Kevin Karsch

Current image editing software only allows 2D manipulations with no regard to the high level spatial information that is present in a given scene, and 3D modeling tools are sometimes complex and tedious for a novice user. Our goal is to extract 3D scene information from single images to allow for seamless object insertion, removal, and relocation. This process can be broken into three somewhat independent phases: luminaire inference, perspective estimation (depth, occlusion, camera parameters), and texture replacement. We are working on developing novel solutions to each of these phases, in hopes of creating a new class of physically-aware image editors.

Automatically decomposing an image into its albedo, shading, and specular components has been a topic of research for over 40 years. Each pixel in an image is influenced by several factors, such as surface properties (albedo, surface normal), view direction, nearby objects, and light sources. From just a single image, humans are quite good at determining which of these factors contribute to a pixel's final color, as well as determining what these properties are. Using learning techniques, we wish to develop an automatic method to perform this image decomposition. We hope to also make estimates of local surface properties, such as surface BRDFs, from a single image.

By re-parameterizing a typical snake with the surface of a mesh rather than a grid of pixels, we believe that we can find interesting properties of meshes that current techniques can only approximate (ridges, valleys, planar maps, and so on). Using these contours, we can also create non-photorealistic graphics as well, such as vector art. By examining the contours over time, we can efficiently create vector animations from 3D mesh objects.

Most amateur photography has no aesthetic guidance. We wish to create new techniques for aiding users in creating aesthetically pleasing images based on guidelines that artists and photographers have used for years, such as the rule of 3rds (among others). Currently, we are working on three specific algorithms: automatic cropping, automatic position, and dynamic rim lighting. Our hope is that these methods can be incorporated in physical media (cameras, phones, etc), as well as in sites filled with user content, such as Facebook.

Over the summer of 2009, I worked at the Naval Research Lab with Dr. Mark Livingston. I researched and implemented graphical representations for occluded objects in the Battlefield Augmented Reality System (BARS). To evaluate the effectiveness of these representations, I conducted a user study to determine which representation should be used in an augmented reality system in development for unmounted US military soldiers.

As part of my undergraduate thesis, I researched ways to use Light Detection And Ranging (LIDAR) data for reducing wartime casualties and improving roadway safety. This included developing architectural surface reconstruction algorithms and inferring local and global statistics about point clouds. For this research, I worked with Prof. Ye Duan and Prof. Norbert Maerz.

Most of my undergraduate research with Prof. Ye Duan was focused on medical image segmentation. We began by developing semiautomatic segmentation techniques for 2D MRI slices, and soon incorporated some learning techniques to automate this process. We then extended this work to 3D to create a framework for general brain structure segmentation from MRI.

Working with Prof. Ye Duan, Dr. Judith Miles, and Prof. Shawn Christ, we developed new shape and structural analysis tests for brain structures. We used these techniques and previous MRI segmentation results to obtain new information about autism and phenylketonuria (PKU).

In a separate project, Brain Grinstead and I created a brain volume calculation tool which is available in an online interface on my downloads page.

I also did some neuroimaging work during my summer internship at Washington University in 2007, where I worked with Dr. Robert Drzymala and Dr. Joseph Deasy. I developed a paperless documentation system for the Gamma Knife, as well as an importing technique to visualize and quantify Gamma Knife results (the Gamma Knife is a non-invasive radiation device).

_Extracted information:_

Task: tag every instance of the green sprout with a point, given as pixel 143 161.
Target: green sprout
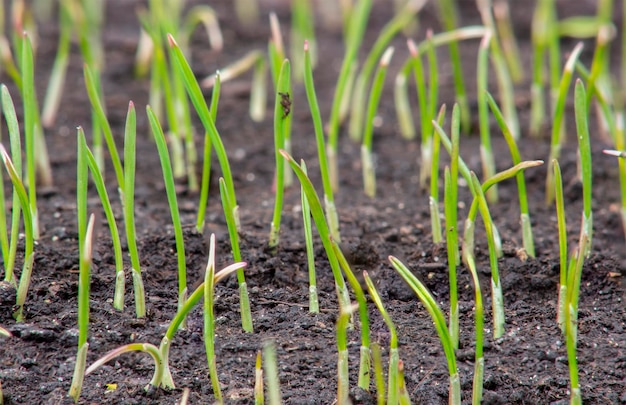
pixel 85 248
pixel 270 368
pixel 310 252
pixel 367 161
pixel 359 114
pixel 440 324
pixel 329 200
pixel 168 177
pixel 29 239
pixel 282 126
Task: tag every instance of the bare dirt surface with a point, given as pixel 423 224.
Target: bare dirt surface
pixel 528 365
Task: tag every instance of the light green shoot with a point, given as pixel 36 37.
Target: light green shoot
pixel 497 300
pixel 365 359
pixel 584 148
pixel 367 161
pixel 394 356
pixel 206 162
pixel 282 120
pixel 259 396
pixel 152 350
pixel 129 210
pixel 440 324
pixel 486 153
pixel 323 230
pixel 254 60
pixel 343 378
pixel 195 94
pixel 329 199
pixel 433 200
pixel 527 232
pixel 358 113
pixel 310 252
pixel 29 240
pixel 120 282
pixel 559 113
pixel 83 289
pixel 270 368
pixel 170 189
pixel 244 301
pixel 560 215
pixel 8 109
pixel 355 29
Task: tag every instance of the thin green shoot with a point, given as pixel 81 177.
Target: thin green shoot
pixel 559 113
pixel 206 160
pixel 170 189
pixel 355 30
pixel 527 232
pixel 486 152
pixel 440 324
pixel 253 60
pixel 84 279
pixel 401 97
pixel 167 381
pixel 358 114
pixel 120 282
pixel 231 223
pixel 259 396
pixel 93 92
pixel 282 126
pixel 562 227
pixel 29 240
pixel 129 209
pixel 584 149
pixel 31 119
pixel 379 377
pixel 365 358
pixel 195 94
pixel 497 300
pixel 329 199
pixel 433 200
pixel 323 230
pixel 152 350
pixel 310 252
pixel 270 368
pixel 343 377
pixel 367 160
pixel 302 29
pixel 9 254
pixel 448 14
pixel 394 356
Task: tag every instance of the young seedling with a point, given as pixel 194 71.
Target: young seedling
pixel 29 240
pixel 358 114
pixel 120 282
pixel 170 189
pixel 282 126
pixel 85 249
pixel 394 355
pixel 355 29
pixel 343 377
pixel 206 162
pixel 440 324
pixel 559 113
pixel 310 252
pixel 323 230
pixel 365 359
pixel 271 373
pixel 329 199
pixel 367 160
pixel 9 248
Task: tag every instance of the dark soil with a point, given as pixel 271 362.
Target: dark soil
pixel 528 365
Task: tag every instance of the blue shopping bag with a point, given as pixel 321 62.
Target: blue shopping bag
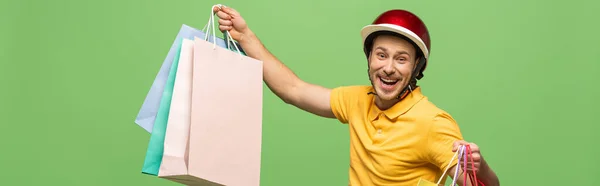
pixel 147 114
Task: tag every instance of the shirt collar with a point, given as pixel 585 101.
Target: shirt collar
pixel 399 108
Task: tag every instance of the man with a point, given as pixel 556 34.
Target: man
pixel 397 136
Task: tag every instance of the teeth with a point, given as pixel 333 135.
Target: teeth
pixel 388 80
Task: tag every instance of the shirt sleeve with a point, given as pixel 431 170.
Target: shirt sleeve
pixel 340 101
pixel 443 133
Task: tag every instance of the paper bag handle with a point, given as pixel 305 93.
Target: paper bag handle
pixel 211 23
pixel 451 160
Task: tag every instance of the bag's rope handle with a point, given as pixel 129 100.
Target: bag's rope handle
pixel 448 167
pixel 211 23
pixel 462 150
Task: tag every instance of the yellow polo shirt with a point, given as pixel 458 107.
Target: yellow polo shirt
pixel 398 146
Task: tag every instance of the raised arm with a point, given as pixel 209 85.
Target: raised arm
pixel 281 80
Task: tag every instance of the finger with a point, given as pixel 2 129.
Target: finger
pixel 223 15
pixel 474 147
pixel 457 144
pixel 476 157
pixel 230 11
pixel 225 22
pixel 224 28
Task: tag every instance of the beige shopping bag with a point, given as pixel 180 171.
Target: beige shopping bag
pixel 225 134
pixel 226 122
pixel 174 159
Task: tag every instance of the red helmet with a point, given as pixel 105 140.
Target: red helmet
pixel 404 23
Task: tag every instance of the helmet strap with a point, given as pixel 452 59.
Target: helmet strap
pixel 413 78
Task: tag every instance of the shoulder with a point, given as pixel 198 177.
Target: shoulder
pixel 432 115
pixel 354 89
pixel 351 92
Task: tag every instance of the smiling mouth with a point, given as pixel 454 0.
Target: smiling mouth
pixel 388 81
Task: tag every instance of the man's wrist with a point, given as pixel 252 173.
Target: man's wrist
pixel 247 37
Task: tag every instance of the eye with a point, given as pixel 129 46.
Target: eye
pixel 402 60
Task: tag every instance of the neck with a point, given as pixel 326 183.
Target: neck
pixel 385 104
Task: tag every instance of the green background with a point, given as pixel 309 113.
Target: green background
pixel 519 76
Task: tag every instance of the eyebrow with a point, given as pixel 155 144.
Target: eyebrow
pixel 399 52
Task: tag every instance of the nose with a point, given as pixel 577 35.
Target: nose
pixel 389 69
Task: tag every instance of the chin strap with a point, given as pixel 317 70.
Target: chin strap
pixel 415 75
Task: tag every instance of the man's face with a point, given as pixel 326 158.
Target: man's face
pixel 391 63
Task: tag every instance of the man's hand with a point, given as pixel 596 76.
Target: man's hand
pixel 474 160
pixel 230 20
pixel 477 164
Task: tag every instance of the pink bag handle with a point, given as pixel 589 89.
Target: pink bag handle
pixel 473 176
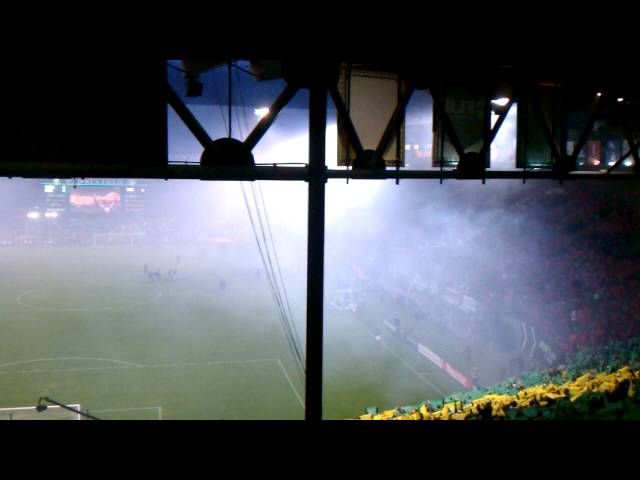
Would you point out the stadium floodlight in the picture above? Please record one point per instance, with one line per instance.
(501, 102)
(261, 112)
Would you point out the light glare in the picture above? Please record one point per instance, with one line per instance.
(500, 101)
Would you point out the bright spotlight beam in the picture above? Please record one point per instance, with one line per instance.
(261, 112)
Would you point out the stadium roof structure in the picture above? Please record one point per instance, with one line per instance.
(119, 122)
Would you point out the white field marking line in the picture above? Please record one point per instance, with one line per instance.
(159, 409)
(59, 370)
(404, 362)
(159, 365)
(35, 360)
(20, 302)
(290, 382)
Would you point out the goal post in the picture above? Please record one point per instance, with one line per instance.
(31, 413)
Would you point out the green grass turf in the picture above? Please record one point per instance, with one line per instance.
(84, 325)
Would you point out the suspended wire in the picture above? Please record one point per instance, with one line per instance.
(288, 323)
(275, 254)
(291, 340)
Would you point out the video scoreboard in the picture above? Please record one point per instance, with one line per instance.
(100, 196)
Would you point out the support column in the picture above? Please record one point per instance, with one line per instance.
(315, 251)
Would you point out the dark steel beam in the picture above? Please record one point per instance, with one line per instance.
(394, 122)
(450, 131)
(496, 128)
(265, 122)
(352, 135)
(392, 174)
(315, 251)
(537, 111)
(187, 117)
(195, 172)
(177, 172)
(586, 130)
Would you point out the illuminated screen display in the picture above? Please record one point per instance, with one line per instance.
(94, 196)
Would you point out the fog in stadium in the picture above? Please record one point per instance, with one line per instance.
(176, 279)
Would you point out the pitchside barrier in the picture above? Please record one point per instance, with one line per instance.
(432, 357)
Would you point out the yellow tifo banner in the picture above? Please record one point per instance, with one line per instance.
(525, 398)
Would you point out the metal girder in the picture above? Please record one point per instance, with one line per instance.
(352, 135)
(494, 131)
(587, 128)
(394, 123)
(187, 117)
(440, 110)
(265, 122)
(315, 252)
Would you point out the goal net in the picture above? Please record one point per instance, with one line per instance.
(118, 238)
(30, 413)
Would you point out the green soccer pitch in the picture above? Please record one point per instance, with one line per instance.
(84, 325)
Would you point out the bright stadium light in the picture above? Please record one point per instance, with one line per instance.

_Problem statement:_
From the research overview, quote the stretch from "By re-parameterizing a" through "3D mesh objects.", word for word.

_Solved problem:_
By re-parameterizing a typical snake with the surface of a mesh rather than a grid of pixels, we believe that we can find interesting properties of meshes that current techniques can only approximate (ridges, valleys, planar maps, and so on). Using these contours, we can also create non-photorealistic graphics as well, such as vector art. By examining the contours over time, we can efficiently create vector animations from 3D mesh objects.